** Input data follows **

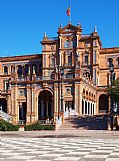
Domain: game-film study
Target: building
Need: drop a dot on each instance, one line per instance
(69, 77)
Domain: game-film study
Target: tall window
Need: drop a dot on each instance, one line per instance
(68, 44)
(110, 61)
(12, 69)
(53, 61)
(86, 59)
(70, 59)
(117, 61)
(26, 69)
(19, 71)
(94, 57)
(6, 85)
(5, 70)
(94, 75)
(44, 60)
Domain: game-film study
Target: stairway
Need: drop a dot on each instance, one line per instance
(98, 122)
(5, 116)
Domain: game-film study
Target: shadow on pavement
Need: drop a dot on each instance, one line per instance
(99, 122)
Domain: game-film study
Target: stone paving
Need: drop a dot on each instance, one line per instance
(58, 149)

** End of Input data **

▶ **About this task**
Check each line of the entries for the string "Target". Copy the lines that have it.

▶ **Answer to this problem**
Target: building
Target: tall window
Target: stairway
Target: shadow on pavement
Target: stone paving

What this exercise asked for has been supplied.